*EXERCISE DETAILS*
Which lines in the records below contain the word "shirt"? Return each of them.

*SUPPLIED MATERIAL*
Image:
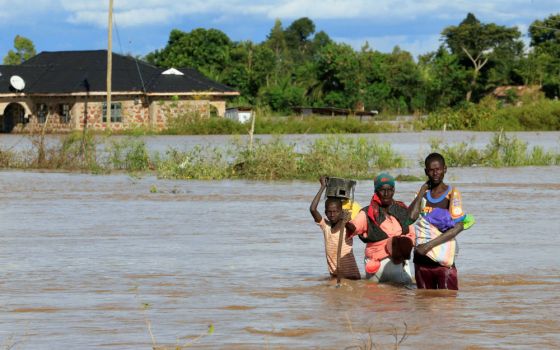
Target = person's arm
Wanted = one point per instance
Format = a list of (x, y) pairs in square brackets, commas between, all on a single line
[(357, 226), (313, 208), (414, 208), (448, 235)]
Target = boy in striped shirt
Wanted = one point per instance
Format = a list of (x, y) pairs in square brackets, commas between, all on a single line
[(332, 227)]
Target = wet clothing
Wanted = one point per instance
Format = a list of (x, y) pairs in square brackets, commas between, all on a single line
[(348, 267), (429, 273), (376, 247), (438, 277), (390, 272)]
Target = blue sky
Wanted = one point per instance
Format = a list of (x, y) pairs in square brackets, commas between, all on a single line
[(142, 26)]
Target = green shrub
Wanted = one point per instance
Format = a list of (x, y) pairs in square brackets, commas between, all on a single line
[(129, 153), (202, 163)]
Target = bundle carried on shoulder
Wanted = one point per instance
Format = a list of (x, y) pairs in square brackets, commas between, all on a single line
[(433, 225)]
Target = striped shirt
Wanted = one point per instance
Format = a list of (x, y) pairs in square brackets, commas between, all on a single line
[(348, 267)]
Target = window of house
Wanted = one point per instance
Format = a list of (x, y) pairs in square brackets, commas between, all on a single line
[(42, 112), (64, 112), (116, 115)]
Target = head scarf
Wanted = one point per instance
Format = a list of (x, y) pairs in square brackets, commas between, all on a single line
[(383, 179)]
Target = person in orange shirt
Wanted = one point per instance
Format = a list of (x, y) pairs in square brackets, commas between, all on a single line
[(381, 224)]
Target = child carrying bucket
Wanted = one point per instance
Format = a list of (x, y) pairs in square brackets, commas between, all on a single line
[(344, 265)]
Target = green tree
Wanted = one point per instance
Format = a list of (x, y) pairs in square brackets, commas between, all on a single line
[(207, 50), (23, 50), (338, 68), (477, 44), (298, 38), (445, 79), (544, 61), (276, 41)]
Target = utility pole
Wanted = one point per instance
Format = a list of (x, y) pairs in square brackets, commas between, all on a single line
[(109, 65)]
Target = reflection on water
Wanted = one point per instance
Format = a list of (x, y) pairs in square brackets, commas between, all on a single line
[(412, 145), (89, 261)]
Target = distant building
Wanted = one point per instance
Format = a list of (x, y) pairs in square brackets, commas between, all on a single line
[(507, 92), (68, 88), (239, 114)]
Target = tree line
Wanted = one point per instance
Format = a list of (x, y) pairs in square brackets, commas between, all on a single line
[(299, 66)]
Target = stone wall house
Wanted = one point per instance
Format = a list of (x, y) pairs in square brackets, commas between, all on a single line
[(66, 90)]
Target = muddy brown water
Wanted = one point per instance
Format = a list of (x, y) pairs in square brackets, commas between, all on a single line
[(88, 262)]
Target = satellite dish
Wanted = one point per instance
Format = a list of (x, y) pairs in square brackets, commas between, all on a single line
[(17, 82)]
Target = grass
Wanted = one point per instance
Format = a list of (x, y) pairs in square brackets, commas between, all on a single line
[(335, 155), (502, 151)]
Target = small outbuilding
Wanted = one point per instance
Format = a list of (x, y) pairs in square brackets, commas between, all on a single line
[(240, 114)]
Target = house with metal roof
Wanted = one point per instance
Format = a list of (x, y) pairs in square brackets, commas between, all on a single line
[(66, 90)]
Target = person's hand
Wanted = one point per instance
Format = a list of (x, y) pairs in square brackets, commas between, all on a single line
[(423, 249), (350, 230)]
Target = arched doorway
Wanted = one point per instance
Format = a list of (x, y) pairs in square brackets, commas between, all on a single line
[(13, 114)]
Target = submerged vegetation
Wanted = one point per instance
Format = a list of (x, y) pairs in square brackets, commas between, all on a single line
[(502, 151), (277, 159)]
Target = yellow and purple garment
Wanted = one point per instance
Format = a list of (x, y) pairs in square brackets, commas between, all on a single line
[(432, 225)]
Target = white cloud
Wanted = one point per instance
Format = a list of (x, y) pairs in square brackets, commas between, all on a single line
[(415, 44), (147, 12)]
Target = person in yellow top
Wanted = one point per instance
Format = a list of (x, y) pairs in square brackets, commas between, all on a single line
[(435, 193)]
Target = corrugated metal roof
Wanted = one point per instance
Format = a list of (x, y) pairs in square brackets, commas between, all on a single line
[(65, 72)]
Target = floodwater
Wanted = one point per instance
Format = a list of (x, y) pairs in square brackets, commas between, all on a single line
[(100, 262), (412, 145)]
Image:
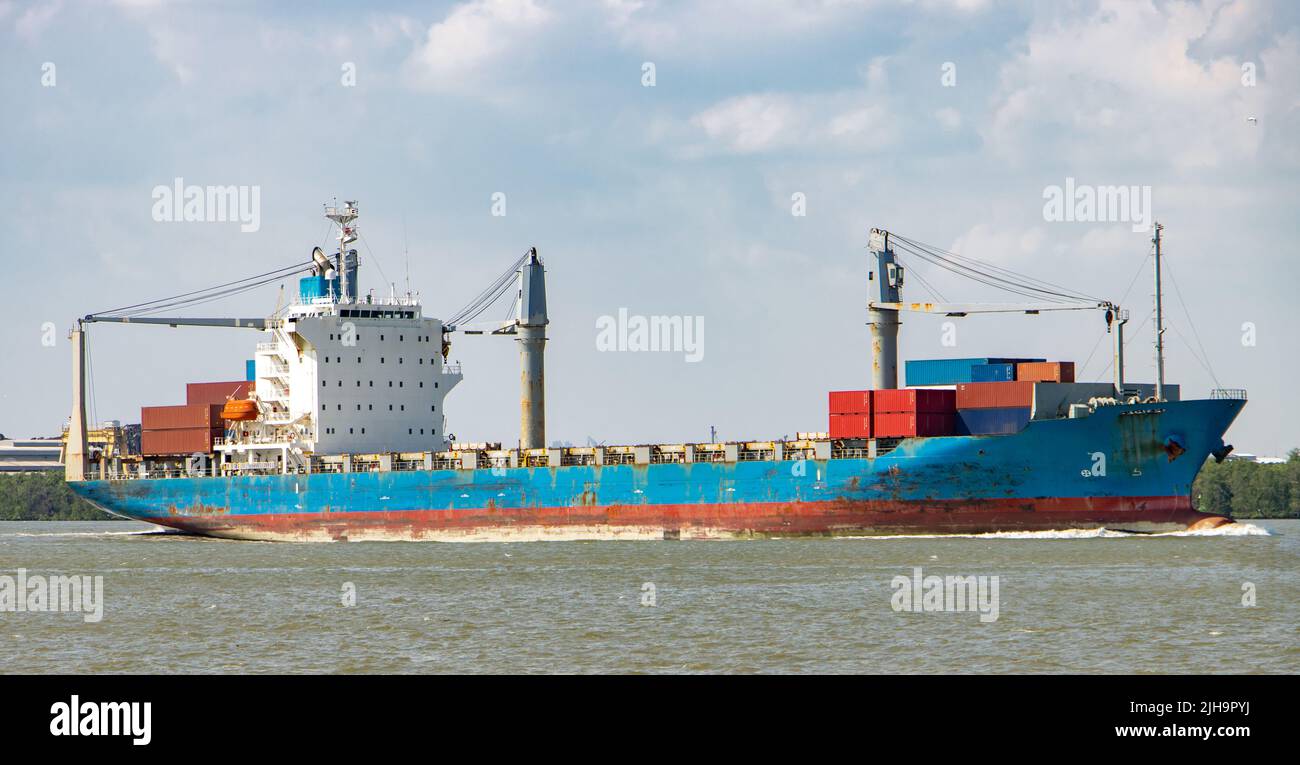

*EXERCISE RESULT*
Target = boy in striped shirt
Target = striped shirt
Target = person in orange shirt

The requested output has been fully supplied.